### AIM
Each line below is to be written out in full, exactly as shown.

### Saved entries
[BEGIN]

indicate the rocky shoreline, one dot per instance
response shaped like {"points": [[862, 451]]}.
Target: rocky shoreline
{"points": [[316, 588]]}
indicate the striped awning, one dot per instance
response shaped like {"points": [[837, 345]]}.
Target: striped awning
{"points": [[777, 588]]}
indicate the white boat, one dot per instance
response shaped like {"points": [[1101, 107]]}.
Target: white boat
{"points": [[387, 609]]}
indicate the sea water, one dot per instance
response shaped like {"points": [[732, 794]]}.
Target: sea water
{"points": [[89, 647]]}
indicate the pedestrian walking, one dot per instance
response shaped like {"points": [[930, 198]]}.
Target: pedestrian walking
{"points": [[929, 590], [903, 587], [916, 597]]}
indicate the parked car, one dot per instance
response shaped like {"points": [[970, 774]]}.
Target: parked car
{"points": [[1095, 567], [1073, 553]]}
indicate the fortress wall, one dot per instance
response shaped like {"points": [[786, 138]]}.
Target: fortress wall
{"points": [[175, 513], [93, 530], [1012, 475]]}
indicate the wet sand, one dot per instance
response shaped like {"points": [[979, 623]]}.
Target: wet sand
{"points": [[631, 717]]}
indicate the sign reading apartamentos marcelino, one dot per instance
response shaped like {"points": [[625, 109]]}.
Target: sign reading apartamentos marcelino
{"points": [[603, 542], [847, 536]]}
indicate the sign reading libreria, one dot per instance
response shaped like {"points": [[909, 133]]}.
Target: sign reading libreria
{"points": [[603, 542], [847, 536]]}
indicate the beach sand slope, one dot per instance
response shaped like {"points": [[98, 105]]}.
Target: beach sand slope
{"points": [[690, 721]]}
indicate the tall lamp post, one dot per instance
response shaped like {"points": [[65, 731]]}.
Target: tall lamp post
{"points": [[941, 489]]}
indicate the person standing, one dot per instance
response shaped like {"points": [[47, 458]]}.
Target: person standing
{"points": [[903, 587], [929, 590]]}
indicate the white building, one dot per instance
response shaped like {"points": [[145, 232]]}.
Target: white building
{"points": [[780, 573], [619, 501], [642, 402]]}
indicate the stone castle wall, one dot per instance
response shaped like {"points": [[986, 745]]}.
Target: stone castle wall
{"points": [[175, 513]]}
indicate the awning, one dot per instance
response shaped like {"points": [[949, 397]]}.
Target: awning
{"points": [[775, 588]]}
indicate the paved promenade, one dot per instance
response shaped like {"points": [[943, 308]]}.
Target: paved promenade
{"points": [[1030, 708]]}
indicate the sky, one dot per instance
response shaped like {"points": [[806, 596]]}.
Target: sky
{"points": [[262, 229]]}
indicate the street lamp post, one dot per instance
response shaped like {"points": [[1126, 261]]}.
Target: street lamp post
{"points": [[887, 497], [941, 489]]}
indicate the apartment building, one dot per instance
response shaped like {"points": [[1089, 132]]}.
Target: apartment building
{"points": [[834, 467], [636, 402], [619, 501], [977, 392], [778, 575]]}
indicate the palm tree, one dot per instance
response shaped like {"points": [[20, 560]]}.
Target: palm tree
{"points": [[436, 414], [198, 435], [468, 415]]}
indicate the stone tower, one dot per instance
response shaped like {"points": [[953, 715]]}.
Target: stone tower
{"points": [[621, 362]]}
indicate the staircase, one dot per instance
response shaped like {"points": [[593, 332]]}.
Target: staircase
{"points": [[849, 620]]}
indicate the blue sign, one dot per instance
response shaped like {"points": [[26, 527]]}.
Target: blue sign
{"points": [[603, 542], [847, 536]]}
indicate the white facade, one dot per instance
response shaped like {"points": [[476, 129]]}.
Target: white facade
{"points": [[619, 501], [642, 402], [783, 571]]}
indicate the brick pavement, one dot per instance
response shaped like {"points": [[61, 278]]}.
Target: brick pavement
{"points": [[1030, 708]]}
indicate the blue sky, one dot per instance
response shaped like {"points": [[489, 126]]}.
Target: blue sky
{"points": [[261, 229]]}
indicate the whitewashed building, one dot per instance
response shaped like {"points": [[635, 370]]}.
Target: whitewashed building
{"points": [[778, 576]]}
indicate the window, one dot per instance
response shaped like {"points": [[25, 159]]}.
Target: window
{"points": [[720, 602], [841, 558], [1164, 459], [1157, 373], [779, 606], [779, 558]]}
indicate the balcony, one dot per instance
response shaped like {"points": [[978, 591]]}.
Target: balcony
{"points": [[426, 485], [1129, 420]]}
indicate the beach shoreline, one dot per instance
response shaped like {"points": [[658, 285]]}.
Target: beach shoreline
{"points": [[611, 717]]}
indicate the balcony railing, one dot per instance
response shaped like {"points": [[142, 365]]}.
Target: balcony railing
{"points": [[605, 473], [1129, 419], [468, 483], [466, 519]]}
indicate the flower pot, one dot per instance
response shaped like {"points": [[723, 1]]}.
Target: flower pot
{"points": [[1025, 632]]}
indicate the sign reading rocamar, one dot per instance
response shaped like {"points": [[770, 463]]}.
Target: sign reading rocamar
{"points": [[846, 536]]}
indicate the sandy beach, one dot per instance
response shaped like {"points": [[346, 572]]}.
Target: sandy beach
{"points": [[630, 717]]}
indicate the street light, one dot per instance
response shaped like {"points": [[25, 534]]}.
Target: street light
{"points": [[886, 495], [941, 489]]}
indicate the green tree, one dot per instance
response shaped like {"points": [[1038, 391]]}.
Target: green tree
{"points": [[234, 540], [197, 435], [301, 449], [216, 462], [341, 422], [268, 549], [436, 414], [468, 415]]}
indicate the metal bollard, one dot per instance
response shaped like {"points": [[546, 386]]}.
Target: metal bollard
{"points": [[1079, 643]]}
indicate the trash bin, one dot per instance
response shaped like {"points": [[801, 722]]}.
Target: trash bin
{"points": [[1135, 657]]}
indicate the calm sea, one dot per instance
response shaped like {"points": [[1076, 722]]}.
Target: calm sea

[END]

### CORRECT RESULT
indicate the rocky shoreline, one dot per instance
response shaped like {"points": [[862, 451]]}.
Target: rocky shoreline
{"points": [[316, 588]]}
indicate the striped awning, one dot per instance
response shaped like {"points": [[837, 345]]}.
Target: striped awning
{"points": [[777, 588]]}
indicate the white boat, one dot per instance
response shaped like {"points": [[1101, 107]]}.
Target: white boat
{"points": [[387, 609]]}
indicate the sea water, one dot per instance
response shaped like {"points": [[732, 794]]}.
Target: sea water
{"points": [[89, 647]]}
indicate the pedestrian walking, one dot per instance
response shaped like {"points": [[930, 198]]}.
Target: pedestrian walking
{"points": [[929, 590], [903, 587], [916, 597]]}
indicate the parked car, one dot per instance
response shaped like {"points": [[970, 774]]}.
Target: parked car
{"points": [[1095, 567], [1073, 553]]}
indicate the fortress wall, one dot per instance
response shaped like {"points": [[786, 138]]}.
Target: fortress wall
{"points": [[175, 513], [93, 530], [1012, 475]]}
indicate the wet sand, one dot per instance
response shaped like {"points": [[979, 623]]}.
Target: wet sand
{"points": [[631, 717]]}
indicate the sign reading apartamentos marcelino, one dot per instance
response shaped like {"points": [[625, 109]]}.
Target: sign reading apartamentos marcelino
{"points": [[603, 542], [847, 536]]}
indicate the sign reading libreria, one dot per instance
response shaped like {"points": [[909, 133]]}.
Target: sign reading libreria
{"points": [[603, 542], [847, 536]]}
indicate the beach sand slope, one dot per instance
response shaped like {"points": [[98, 105]]}.
Target: beach sand slope
{"points": [[690, 721]]}
indicate the tall lamp post, one dot per instance
response shaped like {"points": [[65, 731]]}.
Target: tall lamp post
{"points": [[941, 489]]}
indicate the person standing, one dot per instance
response shaped like {"points": [[47, 458]]}.
Target: person standing
{"points": [[903, 587], [929, 590]]}
indicate the white building, one dot per instance
response shaped like {"points": [[145, 232]]}.
Target: white building
{"points": [[780, 573], [619, 501], [642, 402]]}
indicate the stone castle wall, one dot per instance
response shaped like {"points": [[986, 745]]}.
Target: stone castle wall
{"points": [[175, 513]]}
indicate the awning, one dot per instance
response shaped like {"points": [[949, 397]]}.
Target: awning
{"points": [[775, 588]]}
indicate the paved promenade, one dot per instance
response shaped like {"points": [[943, 308]]}.
Target: paved promenade
{"points": [[1030, 708]]}
indicate the sky, one dot per instance
response shaped like {"points": [[806, 596]]}.
Target: sky
{"points": [[262, 229]]}
indicate the street lamp post, one dot per instance
response shaped like {"points": [[1126, 261]]}.
Target: street lamp post
{"points": [[887, 497], [941, 489]]}
indicate the apartment building, one dot per instance
response shaped like {"points": [[1089, 132]]}.
Target: apartment building
{"points": [[834, 467], [636, 402], [619, 501], [977, 392], [778, 575]]}
indicate the palm tree, one dot per instance
response shaped like {"points": [[20, 560]]}.
Target: palm tree
{"points": [[436, 414], [198, 435], [468, 415]]}
indicate the stone tower, one dot per instance
response shaped like {"points": [[953, 715]]}.
Target: stone tower
{"points": [[621, 362]]}
indicate the staircase, one dot per instance
response shaped like {"points": [[593, 332]]}.
Target: staircase
{"points": [[849, 620]]}
indicate the blue sign, one dot per instance
response shaped like {"points": [[26, 527]]}.
Target: blue sign
{"points": [[603, 542], [847, 536]]}
indicate the white facade, one dot per instance
response shaped like {"points": [[476, 129]]}.
Target: white facade
{"points": [[619, 501], [642, 402], [783, 571]]}
indicate the brick pavement, one dot per instance
response shaped like {"points": [[61, 278]]}.
Target: brick pavement
{"points": [[1030, 708]]}
indicate the blue sky, one dot per instance
response shaped like {"points": [[489, 126]]}.
Target: blue sky
{"points": [[261, 229]]}
indicate the whitewashed building, one dot per instance
response shaped like {"points": [[635, 370]]}.
Target: whitewashed building
{"points": [[778, 576]]}
indicate the window, one dot per instance
response shaped like {"points": [[25, 159]]}.
Target: window
{"points": [[720, 602], [841, 558], [1164, 459], [1157, 373], [779, 606], [779, 558]]}
indicate the balcony, one dot per instance
response shaped like {"points": [[978, 591]]}.
Target: balcony
{"points": [[426, 485], [1129, 420]]}
indicate the beach shoreline, one dot per instance
response shaped like {"points": [[658, 285]]}.
Target: beach shoreline
{"points": [[611, 717]]}
indicate the balcony railing, one dot per instance
response shaped like {"points": [[142, 365]]}.
Target: balcony railing
{"points": [[605, 473], [1129, 419], [468, 483], [466, 519]]}
indicate the flower pot, one dot per instance
response shaped like {"points": [[723, 1]]}.
Target: flower pot
{"points": [[1025, 632]]}
indicate the sign reading rocamar, one dot per instance
response shaped like {"points": [[770, 463]]}.
Target: sign reading rocamar
{"points": [[846, 536]]}
indicate the sandy beach, one dot per instance
response shaped like {"points": [[346, 572]]}.
Target: sandy beach
{"points": [[630, 717]]}
indicate the street light, one dot per instance
response shaped like {"points": [[25, 534]]}.
Target: street light
{"points": [[886, 495], [941, 489]]}
indicate the green tree, one dot per instance
response shaped like {"points": [[1038, 391]]}.
Target: green tree
{"points": [[234, 540], [197, 435], [301, 449], [216, 462], [341, 422], [268, 549], [436, 414], [468, 415]]}
indicate the metal bollard, one dot per instance
response shaped like {"points": [[546, 386]]}.
Target: metal bollard
{"points": [[1079, 643]]}
indicate the trash bin, one dot per instance
response shaped like {"points": [[801, 722]]}.
Target: trash bin
{"points": [[1135, 657]]}
indicate the calm sea, one dot per instance
response shaped like {"points": [[1076, 722]]}.
Target: calm sea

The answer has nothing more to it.